◆ Textauszug ◆

((

Müller-Hof Newsletter – Juni 2017
ars – aktuelles aus Recht und Steuern
Insolvenzrecht: Risiko der Insolvenzanfechtung wird geringer
Am 05.04.2017 ist das Gesetz zur Reform der Insolvenzanfechtung in Kraft getreten. Es soll gewährleisten, dass der Wirtschaftsverkehr nicht mehr mit unverhältnismäßigen und unkalkulierbaren Risiken der Insolvenzanfechtung belastet wird. Die Praxis der letzten Jahre führte zu überraschenden Rückzahlungsverpflichtungen, insbesondere wenn ein Gläubiger einem Schuldner Zahlungserleichterungen (z. B. eine Ratenzahlung oder eine Stundung) gewährt hat. Durch die Gesetzesänderung wird den Insolvenzverwaltern die Insolvenzanfechtung erschwert.

))

◆ Ihre Aufgaben ◆
1. Beantworten Sie anhand des Textauszugs zur Insolvenzanfechtung:
(a) An welchem Tag ist das Gesetz zur Reform der Insolvenzanfechtung in Kraft getreten?
(b) Welche zwei Zahlungserleichterungen werden als Beispiele genannt?
(c) Wem wird durch die Gesetzesänderung die Insolvenzanfechtung erschwert?
2. Fassen Sie den Absatz des Textauszugs, der mit „Am 05.04.2017 ist das Gesetz“ beginnt, als Stichpunktliste zusammen.

◆ Datenauszug ◆

((

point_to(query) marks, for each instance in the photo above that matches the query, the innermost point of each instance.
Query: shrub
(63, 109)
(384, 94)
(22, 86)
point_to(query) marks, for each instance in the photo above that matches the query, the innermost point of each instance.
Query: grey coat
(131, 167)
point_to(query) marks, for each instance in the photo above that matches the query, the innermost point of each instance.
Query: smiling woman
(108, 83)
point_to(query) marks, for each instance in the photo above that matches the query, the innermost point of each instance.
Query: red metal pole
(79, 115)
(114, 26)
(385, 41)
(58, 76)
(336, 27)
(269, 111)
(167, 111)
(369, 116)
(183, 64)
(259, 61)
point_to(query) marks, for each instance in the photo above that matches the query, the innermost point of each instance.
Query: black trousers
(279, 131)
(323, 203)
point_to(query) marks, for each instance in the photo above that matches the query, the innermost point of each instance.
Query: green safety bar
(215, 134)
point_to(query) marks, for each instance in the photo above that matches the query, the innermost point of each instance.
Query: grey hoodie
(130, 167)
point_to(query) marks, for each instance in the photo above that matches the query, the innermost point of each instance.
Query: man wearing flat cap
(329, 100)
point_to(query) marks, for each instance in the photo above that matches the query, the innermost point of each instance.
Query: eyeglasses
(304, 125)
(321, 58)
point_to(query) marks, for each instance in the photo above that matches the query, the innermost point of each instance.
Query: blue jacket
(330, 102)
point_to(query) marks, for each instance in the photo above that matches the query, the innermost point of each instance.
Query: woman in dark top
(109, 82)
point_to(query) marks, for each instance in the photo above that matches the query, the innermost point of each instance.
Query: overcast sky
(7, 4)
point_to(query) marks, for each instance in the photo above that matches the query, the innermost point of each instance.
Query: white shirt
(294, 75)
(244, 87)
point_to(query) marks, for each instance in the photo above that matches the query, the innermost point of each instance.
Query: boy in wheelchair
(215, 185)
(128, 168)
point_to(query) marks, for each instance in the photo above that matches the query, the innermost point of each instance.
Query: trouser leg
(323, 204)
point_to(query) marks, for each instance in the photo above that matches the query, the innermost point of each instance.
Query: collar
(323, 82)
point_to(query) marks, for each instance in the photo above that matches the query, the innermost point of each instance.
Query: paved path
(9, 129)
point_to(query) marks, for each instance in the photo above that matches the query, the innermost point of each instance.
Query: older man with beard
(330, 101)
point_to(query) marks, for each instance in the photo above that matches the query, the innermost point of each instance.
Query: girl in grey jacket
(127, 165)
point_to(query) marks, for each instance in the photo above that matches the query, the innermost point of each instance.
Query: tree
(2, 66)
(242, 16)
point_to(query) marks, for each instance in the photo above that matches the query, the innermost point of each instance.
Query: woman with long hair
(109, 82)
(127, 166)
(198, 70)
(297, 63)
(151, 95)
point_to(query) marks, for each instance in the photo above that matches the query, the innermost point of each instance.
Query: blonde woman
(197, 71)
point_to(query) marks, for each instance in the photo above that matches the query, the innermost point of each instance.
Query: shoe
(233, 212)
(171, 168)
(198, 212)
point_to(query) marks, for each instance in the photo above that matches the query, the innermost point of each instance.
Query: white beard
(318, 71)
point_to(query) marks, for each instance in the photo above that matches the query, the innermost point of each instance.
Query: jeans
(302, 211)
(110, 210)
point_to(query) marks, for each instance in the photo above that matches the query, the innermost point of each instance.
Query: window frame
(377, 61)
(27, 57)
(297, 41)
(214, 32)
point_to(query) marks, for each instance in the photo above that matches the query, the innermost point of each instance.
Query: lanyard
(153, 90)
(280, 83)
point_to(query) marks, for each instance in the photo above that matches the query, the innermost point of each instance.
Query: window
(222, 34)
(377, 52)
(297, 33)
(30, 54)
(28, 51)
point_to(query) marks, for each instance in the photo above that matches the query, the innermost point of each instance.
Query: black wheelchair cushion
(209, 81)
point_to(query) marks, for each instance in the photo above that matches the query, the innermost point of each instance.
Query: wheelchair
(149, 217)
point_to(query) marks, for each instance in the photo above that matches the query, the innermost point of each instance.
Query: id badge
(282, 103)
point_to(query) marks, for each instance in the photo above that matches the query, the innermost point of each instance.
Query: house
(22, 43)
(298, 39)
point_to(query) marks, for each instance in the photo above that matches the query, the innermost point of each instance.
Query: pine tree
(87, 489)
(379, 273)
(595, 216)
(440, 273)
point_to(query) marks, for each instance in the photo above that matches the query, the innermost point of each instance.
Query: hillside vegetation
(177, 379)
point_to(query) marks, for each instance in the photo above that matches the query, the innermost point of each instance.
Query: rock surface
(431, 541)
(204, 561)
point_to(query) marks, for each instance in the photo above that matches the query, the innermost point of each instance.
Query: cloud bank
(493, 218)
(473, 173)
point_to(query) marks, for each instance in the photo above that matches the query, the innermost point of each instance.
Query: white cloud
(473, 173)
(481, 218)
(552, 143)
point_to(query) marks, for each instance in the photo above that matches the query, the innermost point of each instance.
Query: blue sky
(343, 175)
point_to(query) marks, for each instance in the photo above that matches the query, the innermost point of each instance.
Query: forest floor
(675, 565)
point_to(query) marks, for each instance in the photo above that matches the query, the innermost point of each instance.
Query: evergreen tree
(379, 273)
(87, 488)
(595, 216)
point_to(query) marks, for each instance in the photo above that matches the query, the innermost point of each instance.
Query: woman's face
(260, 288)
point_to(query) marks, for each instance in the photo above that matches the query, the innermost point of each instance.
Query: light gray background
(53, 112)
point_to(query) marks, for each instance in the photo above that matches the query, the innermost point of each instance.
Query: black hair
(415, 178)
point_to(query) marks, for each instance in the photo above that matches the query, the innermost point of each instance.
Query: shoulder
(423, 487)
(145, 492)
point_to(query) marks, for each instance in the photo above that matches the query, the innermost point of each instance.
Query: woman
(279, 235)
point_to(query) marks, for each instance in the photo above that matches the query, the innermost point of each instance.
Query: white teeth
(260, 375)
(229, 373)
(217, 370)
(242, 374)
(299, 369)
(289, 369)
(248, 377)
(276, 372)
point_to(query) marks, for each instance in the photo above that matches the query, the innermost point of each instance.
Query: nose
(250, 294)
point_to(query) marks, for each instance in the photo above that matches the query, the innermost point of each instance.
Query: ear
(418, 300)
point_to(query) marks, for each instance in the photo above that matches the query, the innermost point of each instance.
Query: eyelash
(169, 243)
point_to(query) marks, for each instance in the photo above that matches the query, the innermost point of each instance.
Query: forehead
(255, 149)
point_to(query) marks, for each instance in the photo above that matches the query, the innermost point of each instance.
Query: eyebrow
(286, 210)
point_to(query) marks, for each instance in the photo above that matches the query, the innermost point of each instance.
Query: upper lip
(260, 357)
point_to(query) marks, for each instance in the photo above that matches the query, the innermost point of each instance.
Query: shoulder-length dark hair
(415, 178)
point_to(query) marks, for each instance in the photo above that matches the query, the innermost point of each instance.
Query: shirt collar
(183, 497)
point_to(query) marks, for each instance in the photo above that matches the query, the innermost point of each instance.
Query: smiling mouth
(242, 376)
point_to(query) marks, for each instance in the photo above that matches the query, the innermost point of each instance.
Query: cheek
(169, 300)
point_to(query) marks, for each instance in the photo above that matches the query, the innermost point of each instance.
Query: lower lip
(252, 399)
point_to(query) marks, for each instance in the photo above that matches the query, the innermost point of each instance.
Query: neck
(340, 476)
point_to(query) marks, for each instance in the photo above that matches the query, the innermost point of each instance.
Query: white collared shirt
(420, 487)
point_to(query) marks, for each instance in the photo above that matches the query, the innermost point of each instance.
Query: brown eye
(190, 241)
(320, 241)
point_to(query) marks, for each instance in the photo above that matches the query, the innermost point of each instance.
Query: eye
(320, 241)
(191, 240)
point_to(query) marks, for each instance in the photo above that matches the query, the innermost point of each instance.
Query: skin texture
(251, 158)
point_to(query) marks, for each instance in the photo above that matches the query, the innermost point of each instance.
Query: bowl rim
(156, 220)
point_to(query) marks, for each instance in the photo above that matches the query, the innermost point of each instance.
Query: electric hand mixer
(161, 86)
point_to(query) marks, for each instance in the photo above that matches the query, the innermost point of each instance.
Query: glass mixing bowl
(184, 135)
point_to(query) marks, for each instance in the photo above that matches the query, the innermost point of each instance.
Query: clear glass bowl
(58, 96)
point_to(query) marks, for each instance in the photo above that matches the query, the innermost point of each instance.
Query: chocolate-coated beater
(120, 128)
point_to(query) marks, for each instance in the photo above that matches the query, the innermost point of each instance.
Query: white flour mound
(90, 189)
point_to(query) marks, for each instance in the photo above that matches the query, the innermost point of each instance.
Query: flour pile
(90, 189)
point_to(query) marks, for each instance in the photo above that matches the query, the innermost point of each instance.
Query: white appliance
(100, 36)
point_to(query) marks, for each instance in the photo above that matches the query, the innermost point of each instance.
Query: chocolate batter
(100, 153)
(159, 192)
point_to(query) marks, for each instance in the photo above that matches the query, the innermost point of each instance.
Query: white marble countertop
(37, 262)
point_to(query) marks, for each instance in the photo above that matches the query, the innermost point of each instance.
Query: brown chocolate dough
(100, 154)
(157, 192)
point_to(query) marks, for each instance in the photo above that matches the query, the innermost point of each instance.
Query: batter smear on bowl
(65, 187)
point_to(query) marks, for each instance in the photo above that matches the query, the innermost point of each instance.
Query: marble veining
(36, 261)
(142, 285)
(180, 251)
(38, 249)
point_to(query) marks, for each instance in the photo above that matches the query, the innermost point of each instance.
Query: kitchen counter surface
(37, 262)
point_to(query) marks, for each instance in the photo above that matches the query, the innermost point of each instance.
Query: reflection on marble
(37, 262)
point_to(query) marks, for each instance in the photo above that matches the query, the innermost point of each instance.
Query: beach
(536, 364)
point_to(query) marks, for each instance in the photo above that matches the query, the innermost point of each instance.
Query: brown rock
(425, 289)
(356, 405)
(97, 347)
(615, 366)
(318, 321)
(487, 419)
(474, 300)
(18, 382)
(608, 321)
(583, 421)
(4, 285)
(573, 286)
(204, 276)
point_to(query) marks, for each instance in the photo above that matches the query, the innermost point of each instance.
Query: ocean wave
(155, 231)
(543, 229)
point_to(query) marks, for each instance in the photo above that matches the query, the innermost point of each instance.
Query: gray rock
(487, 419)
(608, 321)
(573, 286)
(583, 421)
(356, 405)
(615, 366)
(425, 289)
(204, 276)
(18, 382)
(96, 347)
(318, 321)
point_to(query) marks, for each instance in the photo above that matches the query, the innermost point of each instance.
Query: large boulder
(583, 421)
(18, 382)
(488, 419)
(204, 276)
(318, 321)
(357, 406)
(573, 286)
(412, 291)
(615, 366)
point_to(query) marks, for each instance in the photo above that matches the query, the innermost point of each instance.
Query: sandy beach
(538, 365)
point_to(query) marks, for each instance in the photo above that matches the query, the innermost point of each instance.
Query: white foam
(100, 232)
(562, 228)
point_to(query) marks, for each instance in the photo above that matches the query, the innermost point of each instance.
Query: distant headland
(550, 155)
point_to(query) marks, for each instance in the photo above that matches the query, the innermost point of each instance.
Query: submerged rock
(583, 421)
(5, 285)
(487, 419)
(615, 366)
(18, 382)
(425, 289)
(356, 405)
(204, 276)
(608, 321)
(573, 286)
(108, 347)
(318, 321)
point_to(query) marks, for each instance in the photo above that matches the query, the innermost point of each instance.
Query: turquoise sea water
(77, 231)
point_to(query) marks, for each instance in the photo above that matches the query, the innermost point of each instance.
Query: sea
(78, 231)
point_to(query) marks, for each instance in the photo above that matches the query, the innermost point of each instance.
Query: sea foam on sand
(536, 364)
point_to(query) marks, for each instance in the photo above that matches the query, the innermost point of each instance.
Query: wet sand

))

◆ Lösungen ◆
1.
(a) Am 05.04.2017.
(b) Eine Ratenzahlung und eine Stundung.
(c) Den Insolvenzverwaltern.

2.
- Inkrafttreten des Gesetzes zur Reform der Insolvenzanfechtung: 05.04.2017
- Ziel: den Wirtschaftsverkehr nicht mehr mit unverhältnismäßigen und unkalkulierbaren Anfechtungsrisiken belasten
- Bisherige Praxis: überraschende Rückzahlungspflichten, besonders nach Zahlungserleichterungen wie Ratenzahlung oder Stundung
- Folge: Insolvenzverwalter können schwerer anfechten